Start of Data in this exercise

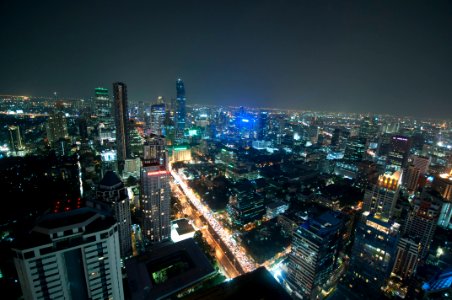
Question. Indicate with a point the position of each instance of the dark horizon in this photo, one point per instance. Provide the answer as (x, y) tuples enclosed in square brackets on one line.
[(383, 58)]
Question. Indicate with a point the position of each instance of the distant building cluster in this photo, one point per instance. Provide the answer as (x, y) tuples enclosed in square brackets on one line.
[(144, 197)]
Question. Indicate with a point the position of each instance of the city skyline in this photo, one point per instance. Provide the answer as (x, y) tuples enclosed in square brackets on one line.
[(203, 150), (356, 57)]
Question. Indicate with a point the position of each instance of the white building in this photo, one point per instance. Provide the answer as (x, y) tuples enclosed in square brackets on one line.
[(71, 255)]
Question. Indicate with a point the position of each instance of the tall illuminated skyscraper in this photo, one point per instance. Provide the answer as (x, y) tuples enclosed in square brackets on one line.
[(122, 123), (15, 138), (181, 113), (70, 255), (314, 256), (374, 252), (102, 103), (382, 196), (56, 127), (155, 190), (399, 152), (157, 118), (112, 197)]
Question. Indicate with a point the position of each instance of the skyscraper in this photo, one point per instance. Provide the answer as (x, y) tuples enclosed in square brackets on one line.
[(407, 257), (422, 220), (181, 113), (70, 255), (399, 152), (373, 252), (155, 190), (382, 196), (15, 139), (112, 197), (102, 103), (122, 123), (157, 118), (314, 255), (56, 127)]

End of Data in this exercise

Task to complete –
Put these records into a two-column CSV with the columns instruction and points. Give one row for each request and its answer, and wrap each field in double quotes with line breaks replaced by spaces. Cover every record and leave out the pictures.

Solution –
instruction,points
"Question. Indicate with a point the position of each instance of the dark horizon in this photo, one point per instance. Provide the answer as (x, y) tuples enclosed in square brackets on one line.","[(383, 58)]"
"Question. Indicate with a point the position of each instance of the distant building cluster in this photo, one point per instance. Provide the answer as (x, y) tuples enclosed in square brackets on one line.","[(144, 197)]"
"Question. Indicate with a point the position of each instance of the city skyline in this photo, one point per instance. Provide the answer as (x, y) tuples enclosed in square brackets on one line.","[(203, 150), (356, 57)]"
"Question. Indicate with a point the position of each instance of the white building in this photo, one point per instance. Provide the answer as (x, y) tuples enclosed in square brackets on one line.","[(71, 255)]"
"Question. Indicate with a point the position of each instance of the tall illuminated skyscraper in this photo, one point per instance. Provide the answer as (x, y) tuples enclosed in square brackets on one line.","[(122, 123), (15, 138), (181, 113), (70, 255), (314, 256), (374, 252), (102, 103), (382, 196), (56, 127), (155, 190), (399, 152), (157, 118), (112, 197)]"
"Question. Indicate with a point the position of each instance of the skyscraper in this photo, one point per instance. Provide the answer as (x, y) tuples enclosed in square brackets on one line.","[(407, 257), (422, 220), (181, 113), (70, 255), (399, 152), (373, 252), (155, 190), (382, 196), (15, 139), (112, 197), (102, 103), (122, 123), (157, 118), (314, 255), (56, 127)]"